* START Text passage *

Democratic leaders in the House seem determined to block the latest impeachment measure as well, and it remains all-but-impossible that the House would proceed with impeachment hearings before Bush leaves office.
Speaker Nancy Pelosi is sticking by her earlier pledge to make sure impeaching Bush and Cheney is an option that remains strictly “off the table.”
Samson June 11th, 2008 3:12 pm
Note how the Dem leadership is the force that is actively blocking any impeachment now. There is certainly a case that is worthy of at least the first step of investigative hearings. Its the Dem leadership that has publically promised back in 06 that there would absolutely no impeachment (regardless of evidence). Thus its the Dem leadership that’s been actively protecting Bush and Cheney for the last year and a half and making sure they finish out their terms.
And where is mention of any of this in the MSM?
Oh, but of course — that would be indecorous, wouldn't it?
Update: Next Day
Gore Vidal chimes in:
As I listened to Rep. Kucinich invoke the great engine of impeachment — he listed some 35 crimes by these two faithless officials — we heard, like great bells tolling, the voice of the Constitution itself speak out ringingly against those who had tried to destroy it.
Although this is the most important motion made in Congress in the 21st century, it was also the most significant plea for a restoration of the republic, which had been swept to one side by the mad antics of a president bent on great crime. And as I listened with awe to Kucinich, I realized that no newspaper in the U.S., no broadcast or cable network, would pay much notice to the fact that a highly respected member of Congress was asking for the president and vice president to be tried for crimes which were carefully listed by Kucinich in his articles requesting impeachment.

* END Text passage *
* START Entries provided *

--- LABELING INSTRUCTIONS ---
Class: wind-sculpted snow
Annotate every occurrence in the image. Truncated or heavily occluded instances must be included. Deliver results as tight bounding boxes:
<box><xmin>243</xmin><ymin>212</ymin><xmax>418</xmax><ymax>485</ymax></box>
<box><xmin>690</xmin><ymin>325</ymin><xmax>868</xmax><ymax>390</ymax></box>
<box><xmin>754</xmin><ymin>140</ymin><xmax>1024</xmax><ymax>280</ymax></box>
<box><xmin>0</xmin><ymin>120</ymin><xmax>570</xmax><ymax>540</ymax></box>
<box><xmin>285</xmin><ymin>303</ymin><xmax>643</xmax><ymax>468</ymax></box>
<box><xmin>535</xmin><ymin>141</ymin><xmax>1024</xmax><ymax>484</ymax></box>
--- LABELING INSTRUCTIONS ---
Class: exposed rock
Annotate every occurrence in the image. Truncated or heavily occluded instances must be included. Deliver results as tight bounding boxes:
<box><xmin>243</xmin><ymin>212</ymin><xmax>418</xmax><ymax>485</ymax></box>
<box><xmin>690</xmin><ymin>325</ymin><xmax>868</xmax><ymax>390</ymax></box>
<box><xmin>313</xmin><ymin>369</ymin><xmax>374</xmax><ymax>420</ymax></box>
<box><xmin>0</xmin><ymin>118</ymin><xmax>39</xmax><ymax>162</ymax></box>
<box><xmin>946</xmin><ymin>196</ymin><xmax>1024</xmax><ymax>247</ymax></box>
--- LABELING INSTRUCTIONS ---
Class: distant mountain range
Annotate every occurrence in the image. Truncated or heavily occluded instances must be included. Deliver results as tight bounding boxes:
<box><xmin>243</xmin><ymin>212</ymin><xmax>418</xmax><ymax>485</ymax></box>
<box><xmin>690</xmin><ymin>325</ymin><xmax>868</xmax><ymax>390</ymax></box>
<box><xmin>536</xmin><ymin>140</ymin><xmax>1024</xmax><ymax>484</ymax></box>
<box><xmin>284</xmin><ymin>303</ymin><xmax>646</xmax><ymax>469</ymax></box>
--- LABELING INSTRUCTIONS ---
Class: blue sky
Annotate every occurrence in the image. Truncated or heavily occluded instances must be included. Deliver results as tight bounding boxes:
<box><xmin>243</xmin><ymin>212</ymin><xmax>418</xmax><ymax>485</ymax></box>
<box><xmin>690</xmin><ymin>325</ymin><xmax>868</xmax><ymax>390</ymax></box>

* END Entries provided *

_Exercise directions:_ Reproduce the passage on the impeachment measure word for word, starting at "Samson June 11th, 2008" and ending at "indecorous, wouldn't it?".

_Response:_
Samson June 11th, 2008 3:12 pm
Note how the Dem leadership is the force that is actively blocking any impeachment now. There is certainly a case that is worthy of at least the first step of investigative hearings. Its the Dem leadership that has publically promised back in 06 that there would absolutely no impeachment (regardless of evidence). Thus its the Dem leadership that’s been actively protecting Bush and Cheney for the last year and a half and making sure they finish out their terms.
And where is mention of any of this in the MSM?
Oh, but of course — that would be indecorous, wouldn't it?